> RAW DATA
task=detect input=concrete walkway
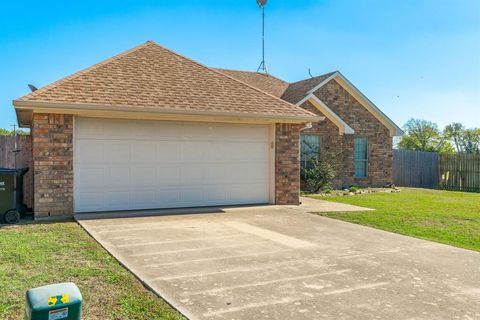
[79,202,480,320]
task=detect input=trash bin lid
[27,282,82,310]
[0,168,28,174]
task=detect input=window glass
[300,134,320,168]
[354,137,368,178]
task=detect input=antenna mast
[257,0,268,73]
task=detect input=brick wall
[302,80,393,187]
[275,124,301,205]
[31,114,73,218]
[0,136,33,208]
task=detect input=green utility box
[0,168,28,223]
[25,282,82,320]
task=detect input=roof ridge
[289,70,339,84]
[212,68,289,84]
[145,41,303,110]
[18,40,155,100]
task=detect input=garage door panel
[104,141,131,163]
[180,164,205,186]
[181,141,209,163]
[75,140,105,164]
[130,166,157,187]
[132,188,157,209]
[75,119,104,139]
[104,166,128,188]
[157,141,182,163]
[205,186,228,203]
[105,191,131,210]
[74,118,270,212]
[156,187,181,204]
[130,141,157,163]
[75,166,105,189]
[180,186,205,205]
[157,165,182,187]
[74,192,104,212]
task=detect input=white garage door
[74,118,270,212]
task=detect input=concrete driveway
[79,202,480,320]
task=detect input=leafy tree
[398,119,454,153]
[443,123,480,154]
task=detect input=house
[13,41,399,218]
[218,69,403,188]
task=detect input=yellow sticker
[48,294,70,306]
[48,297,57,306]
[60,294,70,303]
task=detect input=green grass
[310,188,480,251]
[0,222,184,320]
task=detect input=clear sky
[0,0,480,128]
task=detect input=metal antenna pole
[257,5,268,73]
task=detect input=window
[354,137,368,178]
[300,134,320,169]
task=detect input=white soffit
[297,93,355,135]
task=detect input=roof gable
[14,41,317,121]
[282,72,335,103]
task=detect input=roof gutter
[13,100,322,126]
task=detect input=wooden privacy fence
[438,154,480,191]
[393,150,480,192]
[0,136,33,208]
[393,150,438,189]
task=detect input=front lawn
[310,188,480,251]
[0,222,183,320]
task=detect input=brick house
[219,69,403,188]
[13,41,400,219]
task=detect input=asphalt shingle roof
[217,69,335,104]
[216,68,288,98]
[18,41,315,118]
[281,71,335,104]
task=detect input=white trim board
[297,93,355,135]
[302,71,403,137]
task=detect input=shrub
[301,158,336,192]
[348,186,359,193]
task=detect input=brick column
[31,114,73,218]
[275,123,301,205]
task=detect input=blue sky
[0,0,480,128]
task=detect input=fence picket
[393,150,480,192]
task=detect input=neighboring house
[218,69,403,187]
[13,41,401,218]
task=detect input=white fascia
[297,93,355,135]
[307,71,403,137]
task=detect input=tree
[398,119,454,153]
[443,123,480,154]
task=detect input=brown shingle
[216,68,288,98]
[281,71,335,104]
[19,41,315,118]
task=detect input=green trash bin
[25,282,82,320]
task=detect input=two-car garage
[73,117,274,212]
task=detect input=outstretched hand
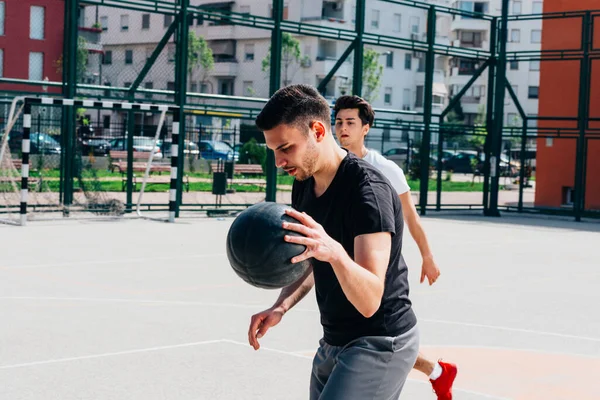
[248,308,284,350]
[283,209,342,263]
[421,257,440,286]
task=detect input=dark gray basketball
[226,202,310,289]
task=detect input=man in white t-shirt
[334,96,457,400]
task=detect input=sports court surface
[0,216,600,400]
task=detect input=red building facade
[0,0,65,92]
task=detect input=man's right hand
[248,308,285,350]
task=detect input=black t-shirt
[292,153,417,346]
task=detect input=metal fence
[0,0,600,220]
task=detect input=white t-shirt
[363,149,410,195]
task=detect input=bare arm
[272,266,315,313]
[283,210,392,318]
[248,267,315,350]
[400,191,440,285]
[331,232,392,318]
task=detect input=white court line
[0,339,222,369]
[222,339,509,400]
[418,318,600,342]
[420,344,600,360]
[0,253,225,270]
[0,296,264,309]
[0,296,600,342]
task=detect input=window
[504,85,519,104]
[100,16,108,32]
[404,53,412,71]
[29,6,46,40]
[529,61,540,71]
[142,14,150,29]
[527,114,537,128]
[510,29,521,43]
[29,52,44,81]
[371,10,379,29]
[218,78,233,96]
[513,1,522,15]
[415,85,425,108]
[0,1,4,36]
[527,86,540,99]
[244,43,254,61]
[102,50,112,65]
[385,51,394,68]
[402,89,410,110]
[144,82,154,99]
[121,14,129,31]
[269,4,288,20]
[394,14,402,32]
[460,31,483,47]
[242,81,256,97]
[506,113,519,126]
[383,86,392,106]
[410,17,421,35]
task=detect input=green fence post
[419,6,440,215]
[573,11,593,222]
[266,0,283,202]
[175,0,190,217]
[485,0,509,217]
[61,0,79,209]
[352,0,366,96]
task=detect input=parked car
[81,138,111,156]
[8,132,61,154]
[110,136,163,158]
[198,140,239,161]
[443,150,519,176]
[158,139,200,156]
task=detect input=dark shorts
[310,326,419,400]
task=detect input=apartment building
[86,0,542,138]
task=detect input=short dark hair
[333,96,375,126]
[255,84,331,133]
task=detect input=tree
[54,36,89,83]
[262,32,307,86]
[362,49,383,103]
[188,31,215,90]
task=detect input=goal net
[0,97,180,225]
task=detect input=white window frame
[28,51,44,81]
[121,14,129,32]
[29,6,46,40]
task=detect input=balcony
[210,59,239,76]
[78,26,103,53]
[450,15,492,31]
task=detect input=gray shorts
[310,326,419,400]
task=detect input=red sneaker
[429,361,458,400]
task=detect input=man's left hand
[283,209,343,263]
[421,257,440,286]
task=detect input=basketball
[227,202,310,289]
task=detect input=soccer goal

> WORK INSTRUCTIONS
Print every line of the material above again, word for word, leaving out the pictures.

> RESULT FOR THIS TASK
task=detect input=concrete walkway
[79,202,480,320]
task=detect input=trash bin lid
[27,282,82,310]
[0,168,28,174]
task=detect input=window glass
[300,134,320,168]
[354,137,368,178]
task=detect input=antenna mast
[257,0,268,73]
task=detect input=brick wall
[302,80,393,187]
[275,124,301,205]
[31,114,73,218]
[0,136,33,208]
task=detect input=green utility box
[0,168,28,223]
[25,282,82,320]
task=detect input=roof ridge
[289,70,339,84]
[212,68,289,84]
[145,41,303,110]
[18,40,155,100]
task=detect input=garage door panel
[104,141,131,163]
[180,164,205,186]
[181,141,209,163]
[75,140,105,164]
[130,166,157,187]
[132,188,157,209]
[75,119,104,139]
[104,166,128,188]
[157,141,182,163]
[205,186,228,203]
[105,191,131,210]
[74,118,270,212]
[156,187,181,204]
[130,141,157,163]
[75,166,105,189]
[180,186,205,205]
[157,165,182,187]
[74,192,104,212]
task=detect input=white garage door
[74,118,270,212]
task=detect input=concrete driveway
[79,202,480,320]
task=detect input=leafy tree
[398,119,454,153]
[443,123,480,154]
task=detect input=house
[13,41,399,218]
[218,69,403,188]
task=detect input=yellow sticker
[48,294,70,306]
[48,297,57,306]
[60,294,70,303]
task=detect input=green grass
[310,188,480,251]
[0,222,184,320]
task=detect input=clear sky
[0,0,480,128]
task=detect input=metal antenna pole
[257,5,268,73]
task=detect input=window
[354,137,368,178]
[300,134,320,169]
task=detect input=white soffit
[297,93,355,135]
task=detect input=roof gable
[14,41,317,121]
[282,72,335,103]
task=detect input=roof gutter
[13,100,322,126]
task=detect input=wooden privacy fence
[438,154,480,191]
[393,150,480,192]
[0,136,33,208]
[393,150,438,189]
task=detect input=front lawn
[310,188,480,251]
[0,222,183,320]
task=detect input=brick house
[219,69,403,188]
[13,41,400,219]
task=detect input=asphalt shingle roof
[217,69,335,104]
[216,68,288,98]
[18,41,315,118]
[281,71,335,104]
task=detect input=white trim board
[297,93,355,135]
[302,71,403,137]
task=detect input=shrub
[301,158,336,192]
[348,186,359,193]
task=detect input=brick column
[31,114,73,218]
[275,123,301,205]
task=detect input=blue sky
[0,0,480,128]
task=detect input=fence picket
[393,150,480,192]
task=detect input=neighboring house
[218,69,403,187]
[13,41,401,218]
task=detect input=white fascia
[297,93,355,135]
[307,71,403,137]
task=detect input=tree
[398,119,454,153]
[443,123,480,154]
task=detect input=brown shingle
[216,68,288,98]
[281,71,335,104]
[19,41,315,118]
task=detect input=green trash bin
[25,282,82,320]
task=detect input=two-car garage
[73,117,274,212]
task=detect input=outstretched hand
[248,308,284,350]
[283,209,342,263]
[421,257,440,286]
task=detect input=dark gray basketball
[226,202,310,289]
task=detect input=man in white t-shirt
[334,96,457,400]
task=detect input=sports court surface
[0,216,600,400]
task=detect input=red building facade
[0,0,65,92]
task=detect input=man's right hand
[248,308,285,350]
task=detect input=black t-shirt
[292,153,417,346]
task=detect input=metal fence
[0,0,600,220]
task=detect input=white t-shirt
[363,149,410,195]
task=detect input=bare arm
[272,266,315,313]
[283,210,392,318]
[248,267,315,350]
[400,191,440,285]
[331,232,392,318]
task=detect input=white court line
[0,339,222,369]
[222,339,509,400]
[418,318,600,342]
[420,344,600,360]
[0,253,225,270]
[0,296,264,309]
[0,296,600,342]
task=detect input=window
[504,85,519,104]
[100,16,108,32]
[404,53,412,71]
[29,6,46,40]
[529,61,540,71]
[142,14,150,29]
[527,114,537,128]
[510,29,521,43]
[29,52,44,81]
[371,10,379,29]
[218,78,233,96]
[513,1,522,15]
[415,85,425,108]
[0,1,4,36]
[527,86,540,99]
[244,43,254,61]
[102,50,112,65]
[385,51,394,68]
[402,89,410,110]
[144,82,154,99]
[121,14,129,31]
[269,4,288,20]
[394,14,402,32]
[460,31,483,47]
[242,81,256,97]
[506,113,519,126]
[383,86,392,106]
[410,17,421,35]
task=detect input=green fence post
[419,6,440,215]
[573,11,593,222]
[266,0,283,202]
[175,0,190,217]
[485,0,509,217]
[61,0,79,209]
[352,0,366,96]
task=detect input=parked car
[81,138,111,156]
[8,132,61,154]
[110,136,163,158]
[198,140,239,161]
[443,150,519,176]
[158,139,200,156]
task=detect input=dark shorts
[310,326,419,400]
task=detect input=apartment building
[86,0,542,138]
task=detect input=short dark hair
[333,96,375,126]
[255,84,331,133]
task=detect input=tree
[54,36,89,83]
[262,32,307,86]
[362,49,383,103]
[188,31,215,90]
task=detect input=goal net
[0,97,180,225]
task=detect input=white window frame
[28,51,44,81]
[121,14,129,32]
[29,6,46,40]
task=detect input=balcony
[210,59,239,76]
[78,26,103,53]
[450,15,492,31]
task=detect input=gray shorts
[310,326,419,400]
task=detect input=red sneaker
[429,361,458,400]
task=detect input=man's left hand
[283,209,343,263]
[421,257,440,286]
task=detect input=basketball
[227,202,310,289]
task=detect input=soccer goal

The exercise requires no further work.